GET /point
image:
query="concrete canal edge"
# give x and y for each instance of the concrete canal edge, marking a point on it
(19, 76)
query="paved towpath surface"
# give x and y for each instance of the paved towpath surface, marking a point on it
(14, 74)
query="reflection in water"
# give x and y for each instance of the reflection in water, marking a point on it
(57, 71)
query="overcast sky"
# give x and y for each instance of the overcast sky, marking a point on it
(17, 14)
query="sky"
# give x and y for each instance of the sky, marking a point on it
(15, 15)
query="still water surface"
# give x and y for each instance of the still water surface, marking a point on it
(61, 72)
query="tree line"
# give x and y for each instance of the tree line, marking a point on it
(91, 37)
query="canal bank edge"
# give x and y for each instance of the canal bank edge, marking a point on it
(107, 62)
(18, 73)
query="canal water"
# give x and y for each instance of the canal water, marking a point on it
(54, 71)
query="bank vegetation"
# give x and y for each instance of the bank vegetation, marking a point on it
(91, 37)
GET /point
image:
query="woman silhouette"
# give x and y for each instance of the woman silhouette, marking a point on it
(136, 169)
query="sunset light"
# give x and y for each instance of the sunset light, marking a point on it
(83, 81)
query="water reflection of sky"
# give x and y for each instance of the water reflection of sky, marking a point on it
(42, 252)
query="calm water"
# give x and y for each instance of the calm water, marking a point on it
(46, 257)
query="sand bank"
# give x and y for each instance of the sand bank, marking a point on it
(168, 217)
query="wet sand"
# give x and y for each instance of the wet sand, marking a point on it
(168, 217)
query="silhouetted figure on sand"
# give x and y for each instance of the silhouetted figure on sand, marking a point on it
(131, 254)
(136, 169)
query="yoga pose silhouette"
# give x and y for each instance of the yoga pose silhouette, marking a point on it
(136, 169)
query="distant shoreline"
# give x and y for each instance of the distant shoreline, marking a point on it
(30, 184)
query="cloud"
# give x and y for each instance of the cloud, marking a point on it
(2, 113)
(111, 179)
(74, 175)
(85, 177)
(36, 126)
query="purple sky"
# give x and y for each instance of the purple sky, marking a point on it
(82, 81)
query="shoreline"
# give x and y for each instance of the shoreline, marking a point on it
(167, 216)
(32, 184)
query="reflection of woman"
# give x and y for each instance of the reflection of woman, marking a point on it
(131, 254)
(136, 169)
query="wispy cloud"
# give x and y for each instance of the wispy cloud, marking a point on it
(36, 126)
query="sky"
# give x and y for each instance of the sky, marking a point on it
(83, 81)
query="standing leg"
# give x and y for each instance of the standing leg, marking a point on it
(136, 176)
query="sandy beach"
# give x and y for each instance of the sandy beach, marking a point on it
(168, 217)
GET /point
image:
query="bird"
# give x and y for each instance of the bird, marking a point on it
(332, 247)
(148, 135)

────────────────────────────────────────

◆ **Stated exercise**
Return the material exactly as it stands.

◆ **Written reply**
GET /point
image:
query="concrete canal edge"
# give x and y for each instance of the concrete canal edge, marking a point on it
(19, 76)
query="paved towpath surface"
# give x and y for each instance of the paved towpath surface, marking a point on it
(14, 74)
query="reflection in water"
# give x and y for each instance of the reflection in water, marking a point on it
(57, 71)
query="overcast sky"
# give x and y for each instance of the overcast sky, marking a point on it
(17, 14)
query="sky"
# give x and y for each instance of the sky, marking a point on it
(15, 15)
query="still water surface"
# give x and y for each instance of the still water surface, marking a point on it
(61, 72)
query="tree line"
# give x and y for each instance of the tree line, marking a point on it
(91, 37)
query="canal bank edge"
# give x and y for each instance of the canal bank edge, marking a point on it
(107, 62)
(18, 73)
query="canal water"
# give x and y for each instance of the canal water, marking a point on it
(54, 71)
query="bank vegetation"
# give x and y for each instance of the bank vegetation, marking a point on it
(91, 37)
GET /point
image:
query="woman silhouette"
# give x and y for each instance of the woman silhouette, marking a point on it
(136, 169)
query="sunset light"
# give x and y for each instance of the sunset light, marking a point on it
(83, 81)
query="water reflection of sky"
# give x and y for each instance of the water reflection of sky, marking a point on it
(42, 252)
query="calm water"
# give x and y for each instance of the calm water, marking a point on it
(46, 257)
query="sand bank"
# give x and y for each instance of the sand bank, marking a point on it
(168, 217)
query="wet sand"
# give x and y for each instance of the wet sand, marking a point on it
(168, 217)
query="silhouetted figure on sand"
# give x and y for each instance of the silhouetted figure on sand, marking a point on it
(131, 254)
(136, 169)
query="yoga pose silhouette"
# give x and y for each instance of the yoga pose silhouette, marking a point on it
(136, 169)
query="distant shoreline"
# give x and y for each instance of the distant shoreline, marking a point on it
(30, 184)
query="cloud"
# give x and y for each instance of the cloud, marking a point on it
(2, 113)
(111, 179)
(74, 175)
(85, 177)
(36, 126)
query="purple sky"
# give x and y for each instance of the purple sky, marking a point on it
(82, 81)
query="shoreline"
# give x and y for each instance of the shoreline, marking a point on it
(167, 216)
(32, 184)
query="reflection of woman"
# give x and y for each instance of the reflection of woman, marking a point on it
(131, 254)
(136, 169)
query="wispy cloud"
# give x and y for each instance of the wispy cloud, marking a point on it
(36, 126)
query="sky"
# give x and y for each instance of the sky, marking a point on it
(83, 81)
query="standing leg"
# give x and y for each instance of the standing leg, marking a point on it
(136, 176)
query="sandy beach"
# give x and y for each instance of the sandy beach, marking a point on it
(168, 217)
GET /point
image:
query="bird"
# give x and y for each instance of the bird, marking a point on it
(332, 247)
(148, 135)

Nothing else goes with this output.